» **Trecho apresentado**
O fenômeno religioso em nossos dias chama a atenção. Ateísmo e ondas de misticismo caminham lado a lado; pode-se mesmo dizer que há um surto quase violento de religiosidade emotiva e irracional, enquanto a fé cristã continua a proclamar sua mensagem perene tentando utilizar os moldes da cultura moderna.

Desde 1965 (ano terminal do Concílio do Vaticano II), existe em Roma um “Secretariado para o Diálogo com os Não Crentes”, encarregado de estudar o ateísmo e a indiferença religiosa. Em 1988, o S. Padre João Paulo II deu a esse órgão o título de “Pontifício Conselho para o Diálogo com os Não Crentes”, confirmando suas atribuições e sugerindo-lhe contactar assiduamente as correntes do pensamento contemporâneo. O Presidente desse Conselho é o Cardeal francês Paul Poupard, prelado de grande cultura, Reitor do Institut Catholique de Paris, autor de obras referentes à fé católica e ao pensamento de nossos dias.

Em 1985, o Conselho para o Diálogo com os Não Crentes empreendeu um inquérito junto às Conferências Episcopais do mundo inteiro, às Universidades Católicas e a personalidade de renome a respeito da incredulidade e da indiferença religiosa. Tal inquérito trouxe à tona quadros assaz diversificados, espelho da realidade contemporânea: assim originou-se um relatório emanado do Conselho, do qual vão, a seguir, extraídos os tópicos mais relevantes.

» **Linhas fornecidas**
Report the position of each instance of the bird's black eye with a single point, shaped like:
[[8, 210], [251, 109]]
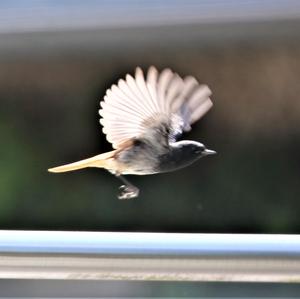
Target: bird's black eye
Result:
[[137, 142]]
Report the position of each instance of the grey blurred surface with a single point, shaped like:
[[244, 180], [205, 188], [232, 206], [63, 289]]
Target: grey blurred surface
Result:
[[149, 256], [32, 15], [126, 289]]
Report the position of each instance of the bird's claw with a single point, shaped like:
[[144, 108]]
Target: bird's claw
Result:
[[128, 192]]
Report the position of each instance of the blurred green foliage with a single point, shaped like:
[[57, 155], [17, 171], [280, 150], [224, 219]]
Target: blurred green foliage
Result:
[[48, 116]]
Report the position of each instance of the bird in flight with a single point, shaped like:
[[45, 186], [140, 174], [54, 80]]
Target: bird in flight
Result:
[[143, 118]]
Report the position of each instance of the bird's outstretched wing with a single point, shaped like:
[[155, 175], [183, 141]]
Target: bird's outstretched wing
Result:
[[134, 103]]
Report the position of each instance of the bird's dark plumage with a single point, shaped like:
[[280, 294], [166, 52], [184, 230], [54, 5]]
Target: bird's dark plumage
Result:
[[142, 117]]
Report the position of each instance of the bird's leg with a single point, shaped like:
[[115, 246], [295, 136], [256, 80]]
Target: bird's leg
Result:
[[128, 190]]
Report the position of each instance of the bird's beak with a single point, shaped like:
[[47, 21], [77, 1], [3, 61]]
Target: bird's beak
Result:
[[208, 152]]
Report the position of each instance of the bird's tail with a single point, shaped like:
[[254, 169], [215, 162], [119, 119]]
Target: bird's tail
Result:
[[101, 161]]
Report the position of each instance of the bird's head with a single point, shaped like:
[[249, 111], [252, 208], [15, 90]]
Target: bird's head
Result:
[[187, 152], [195, 149]]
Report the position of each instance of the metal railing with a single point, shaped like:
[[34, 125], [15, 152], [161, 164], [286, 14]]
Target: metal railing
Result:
[[149, 256]]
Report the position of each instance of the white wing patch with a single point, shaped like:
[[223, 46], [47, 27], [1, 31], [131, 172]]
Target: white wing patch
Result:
[[130, 106]]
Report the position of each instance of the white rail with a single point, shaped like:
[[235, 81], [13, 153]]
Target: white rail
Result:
[[149, 256]]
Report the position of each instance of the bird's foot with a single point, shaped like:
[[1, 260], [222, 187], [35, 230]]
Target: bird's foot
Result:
[[128, 192]]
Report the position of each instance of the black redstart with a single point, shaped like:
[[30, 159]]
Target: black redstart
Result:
[[142, 119]]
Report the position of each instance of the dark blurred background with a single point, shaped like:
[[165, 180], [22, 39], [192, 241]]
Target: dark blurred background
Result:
[[57, 60]]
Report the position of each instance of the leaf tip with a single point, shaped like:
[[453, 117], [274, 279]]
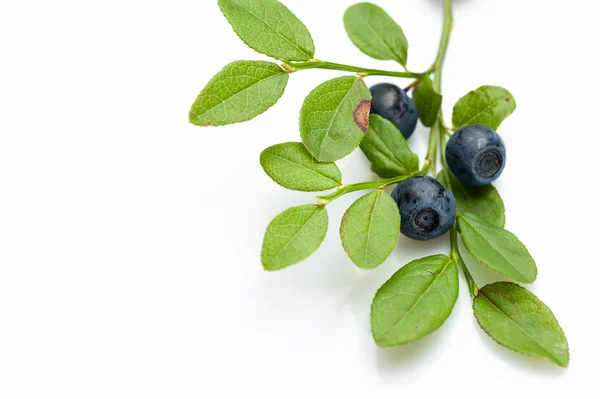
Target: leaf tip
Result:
[[361, 115]]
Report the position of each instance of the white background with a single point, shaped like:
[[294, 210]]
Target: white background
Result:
[[130, 239]]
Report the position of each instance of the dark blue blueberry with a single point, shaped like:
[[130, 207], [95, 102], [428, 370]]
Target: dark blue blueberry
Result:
[[427, 209], [476, 155], [392, 103]]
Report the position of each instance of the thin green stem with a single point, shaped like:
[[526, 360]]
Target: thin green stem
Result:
[[432, 151], [437, 130], [379, 184], [443, 48], [457, 258], [297, 66], [443, 140]]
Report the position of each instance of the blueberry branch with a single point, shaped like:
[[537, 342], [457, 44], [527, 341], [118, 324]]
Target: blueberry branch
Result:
[[379, 184], [438, 131], [317, 64], [457, 258]]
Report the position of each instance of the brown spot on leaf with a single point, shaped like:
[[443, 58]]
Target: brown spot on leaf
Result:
[[361, 115]]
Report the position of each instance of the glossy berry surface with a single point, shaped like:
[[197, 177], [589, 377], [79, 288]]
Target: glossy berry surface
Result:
[[427, 209], [392, 103], [476, 155]]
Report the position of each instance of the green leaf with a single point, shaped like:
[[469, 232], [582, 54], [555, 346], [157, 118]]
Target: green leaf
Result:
[[335, 117], [484, 202], [291, 166], [241, 91], [428, 101], [370, 229], [496, 248], [518, 320], [269, 27], [488, 105], [375, 33], [386, 149], [415, 301], [293, 236]]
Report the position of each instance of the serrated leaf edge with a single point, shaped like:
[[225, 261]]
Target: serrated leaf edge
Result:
[[197, 116], [318, 209], [413, 306], [336, 183], [482, 111], [309, 52], [371, 214], [551, 357], [523, 279]]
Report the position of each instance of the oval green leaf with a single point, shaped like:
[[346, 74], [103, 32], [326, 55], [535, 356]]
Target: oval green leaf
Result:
[[518, 320], [291, 166], [269, 27], [335, 117], [370, 229], [497, 248], [239, 92], [428, 101], [484, 202], [375, 33], [387, 150], [415, 301], [488, 105], [293, 236]]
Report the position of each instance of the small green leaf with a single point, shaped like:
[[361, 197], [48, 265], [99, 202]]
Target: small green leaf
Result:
[[293, 236], [415, 301], [428, 101], [518, 320], [484, 202], [291, 166], [241, 91], [496, 248], [269, 27], [386, 149], [488, 105], [335, 117], [375, 33], [370, 229]]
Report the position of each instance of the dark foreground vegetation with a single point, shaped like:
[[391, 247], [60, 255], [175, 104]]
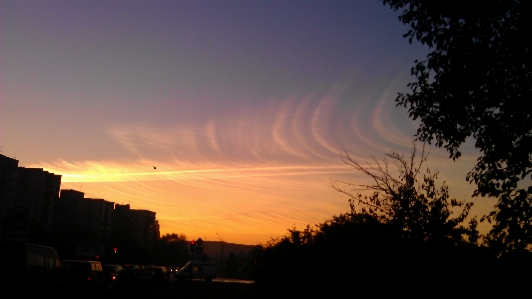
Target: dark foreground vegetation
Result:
[[404, 235]]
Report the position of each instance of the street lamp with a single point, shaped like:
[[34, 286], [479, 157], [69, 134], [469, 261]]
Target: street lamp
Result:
[[221, 250]]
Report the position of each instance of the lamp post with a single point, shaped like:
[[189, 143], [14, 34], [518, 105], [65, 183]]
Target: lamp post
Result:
[[222, 251]]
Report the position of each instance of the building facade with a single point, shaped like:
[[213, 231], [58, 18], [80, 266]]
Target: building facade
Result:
[[28, 198]]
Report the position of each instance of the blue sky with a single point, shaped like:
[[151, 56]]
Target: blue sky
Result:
[[243, 106]]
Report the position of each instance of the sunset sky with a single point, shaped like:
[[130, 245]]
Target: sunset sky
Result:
[[243, 107]]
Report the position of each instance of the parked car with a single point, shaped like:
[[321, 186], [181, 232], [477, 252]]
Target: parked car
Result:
[[160, 274], [197, 270], [83, 272], [111, 273], [30, 264], [136, 277]]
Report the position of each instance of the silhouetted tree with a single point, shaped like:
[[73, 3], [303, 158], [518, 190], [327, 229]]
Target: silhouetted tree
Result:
[[409, 201], [476, 82]]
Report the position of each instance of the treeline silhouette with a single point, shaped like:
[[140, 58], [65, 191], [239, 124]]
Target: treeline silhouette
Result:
[[400, 239]]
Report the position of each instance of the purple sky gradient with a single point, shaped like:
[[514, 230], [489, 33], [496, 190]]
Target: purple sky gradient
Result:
[[244, 106]]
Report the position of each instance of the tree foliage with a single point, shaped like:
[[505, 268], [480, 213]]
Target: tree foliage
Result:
[[409, 201], [477, 82]]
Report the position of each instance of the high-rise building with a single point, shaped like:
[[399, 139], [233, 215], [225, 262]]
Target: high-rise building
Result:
[[139, 226], [28, 198]]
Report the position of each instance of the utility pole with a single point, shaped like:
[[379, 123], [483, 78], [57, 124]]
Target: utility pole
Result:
[[222, 251]]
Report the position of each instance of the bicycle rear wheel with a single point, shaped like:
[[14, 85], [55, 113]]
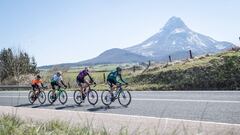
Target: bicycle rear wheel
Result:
[[124, 98], [31, 97], [92, 97], [77, 96], [63, 97], [106, 97], [42, 97], [51, 97]]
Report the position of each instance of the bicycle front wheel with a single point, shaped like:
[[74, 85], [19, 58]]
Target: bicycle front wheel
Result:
[[106, 97], [31, 97], [63, 97], [42, 97], [124, 98], [51, 97], [77, 96], [92, 97]]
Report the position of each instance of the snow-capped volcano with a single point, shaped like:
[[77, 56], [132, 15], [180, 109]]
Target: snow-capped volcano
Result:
[[175, 39]]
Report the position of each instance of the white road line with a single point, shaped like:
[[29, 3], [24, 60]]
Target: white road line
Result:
[[185, 100], [127, 116], [152, 99]]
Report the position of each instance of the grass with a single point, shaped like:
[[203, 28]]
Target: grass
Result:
[[11, 125], [216, 72]]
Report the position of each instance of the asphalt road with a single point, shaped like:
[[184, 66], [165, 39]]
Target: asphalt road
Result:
[[214, 106]]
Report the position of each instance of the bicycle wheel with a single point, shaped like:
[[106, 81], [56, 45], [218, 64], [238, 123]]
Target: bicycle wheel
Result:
[[77, 96], [51, 97], [106, 97], [42, 97], [124, 98], [63, 97], [31, 97], [92, 97]]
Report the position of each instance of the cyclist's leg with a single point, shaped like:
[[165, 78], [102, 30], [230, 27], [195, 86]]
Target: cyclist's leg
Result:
[[53, 84], [34, 90], [87, 85], [81, 86], [112, 85]]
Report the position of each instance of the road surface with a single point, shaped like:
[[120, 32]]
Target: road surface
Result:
[[212, 106]]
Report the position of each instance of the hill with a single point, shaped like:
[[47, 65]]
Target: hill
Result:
[[217, 72]]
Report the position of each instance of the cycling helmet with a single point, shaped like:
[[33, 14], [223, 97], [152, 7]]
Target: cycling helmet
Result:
[[119, 69], [59, 72], [38, 77], [87, 69]]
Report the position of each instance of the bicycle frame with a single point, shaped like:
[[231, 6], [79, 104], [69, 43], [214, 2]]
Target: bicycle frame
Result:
[[59, 91]]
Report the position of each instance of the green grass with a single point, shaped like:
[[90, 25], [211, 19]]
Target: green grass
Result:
[[11, 125], [217, 72]]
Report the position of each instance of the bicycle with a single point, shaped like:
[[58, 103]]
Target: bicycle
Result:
[[60, 94], [90, 94], [123, 96], [41, 96]]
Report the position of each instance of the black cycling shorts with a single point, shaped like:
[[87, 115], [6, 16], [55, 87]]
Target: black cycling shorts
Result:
[[35, 87], [53, 84], [80, 81], [111, 82]]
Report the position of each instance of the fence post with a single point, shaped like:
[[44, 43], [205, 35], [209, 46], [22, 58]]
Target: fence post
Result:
[[104, 77], [69, 86], [170, 58], [190, 53]]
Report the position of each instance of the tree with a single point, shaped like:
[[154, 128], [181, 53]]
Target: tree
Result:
[[13, 65]]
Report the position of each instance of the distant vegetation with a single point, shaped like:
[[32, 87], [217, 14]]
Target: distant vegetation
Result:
[[12, 125], [13, 65], [217, 72]]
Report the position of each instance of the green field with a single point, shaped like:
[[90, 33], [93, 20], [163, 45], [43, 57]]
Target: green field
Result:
[[216, 72], [12, 125]]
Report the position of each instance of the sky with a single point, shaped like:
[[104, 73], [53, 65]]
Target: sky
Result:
[[63, 31]]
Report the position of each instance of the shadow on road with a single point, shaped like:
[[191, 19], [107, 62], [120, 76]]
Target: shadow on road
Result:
[[23, 105], [45, 105], [103, 108], [70, 107]]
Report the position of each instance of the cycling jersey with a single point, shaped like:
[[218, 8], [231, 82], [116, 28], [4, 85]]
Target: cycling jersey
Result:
[[36, 81], [82, 75], [57, 78], [113, 77]]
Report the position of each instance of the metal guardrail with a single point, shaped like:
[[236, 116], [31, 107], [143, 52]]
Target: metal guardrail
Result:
[[15, 87]]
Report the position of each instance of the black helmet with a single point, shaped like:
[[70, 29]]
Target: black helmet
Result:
[[38, 76], [119, 69]]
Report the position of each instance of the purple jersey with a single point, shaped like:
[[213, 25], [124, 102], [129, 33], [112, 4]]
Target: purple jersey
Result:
[[82, 74]]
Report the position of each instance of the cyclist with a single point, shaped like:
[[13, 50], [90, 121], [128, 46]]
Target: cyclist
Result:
[[82, 82], [36, 85], [57, 80], [112, 80]]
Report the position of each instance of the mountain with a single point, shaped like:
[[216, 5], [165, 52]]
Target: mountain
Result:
[[176, 39], [115, 56]]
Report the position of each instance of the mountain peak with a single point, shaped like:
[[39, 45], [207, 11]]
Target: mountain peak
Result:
[[173, 23]]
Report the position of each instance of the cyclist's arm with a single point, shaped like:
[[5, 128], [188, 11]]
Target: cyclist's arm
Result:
[[91, 79], [63, 83], [42, 85], [120, 77]]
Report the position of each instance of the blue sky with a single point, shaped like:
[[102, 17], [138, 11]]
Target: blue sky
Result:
[[60, 31]]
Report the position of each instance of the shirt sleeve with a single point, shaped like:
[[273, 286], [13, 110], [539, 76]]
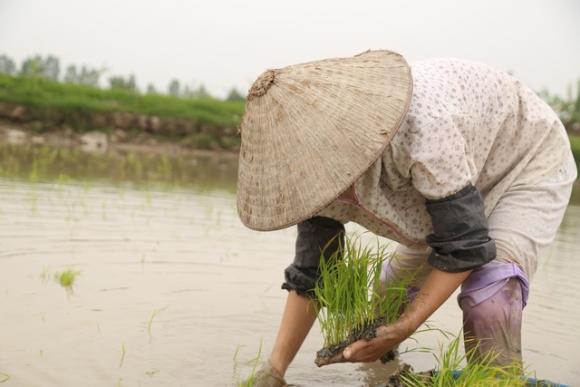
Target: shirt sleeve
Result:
[[460, 239], [434, 155], [316, 237]]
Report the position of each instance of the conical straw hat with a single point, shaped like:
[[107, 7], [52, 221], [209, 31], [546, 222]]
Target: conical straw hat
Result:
[[311, 130]]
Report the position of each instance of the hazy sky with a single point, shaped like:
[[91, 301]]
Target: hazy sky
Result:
[[225, 43]]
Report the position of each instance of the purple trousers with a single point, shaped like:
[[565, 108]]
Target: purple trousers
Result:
[[492, 300]]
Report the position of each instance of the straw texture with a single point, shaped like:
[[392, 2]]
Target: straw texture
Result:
[[310, 130]]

» **O que se pede**
No trecho sobre o diálogo com os não crentes, o que deu origem ao relatório do Conselho? Responda em até três frases.

» **Resposta da tarefa**
O relatório nasceu do inquérito que o Conselho para o Diálogo com os Não Crentes fez em 1985 junto às Conferências Episcopais do mundo inteiro, às Universidades Católicas e a personalidades de renome, sobre a incredulidade e a indiferença religiosa. Esse inquérito trouxe à tona quadros bastante diversificados, espelho da realidade contemporânea, e assim se originou o relatório.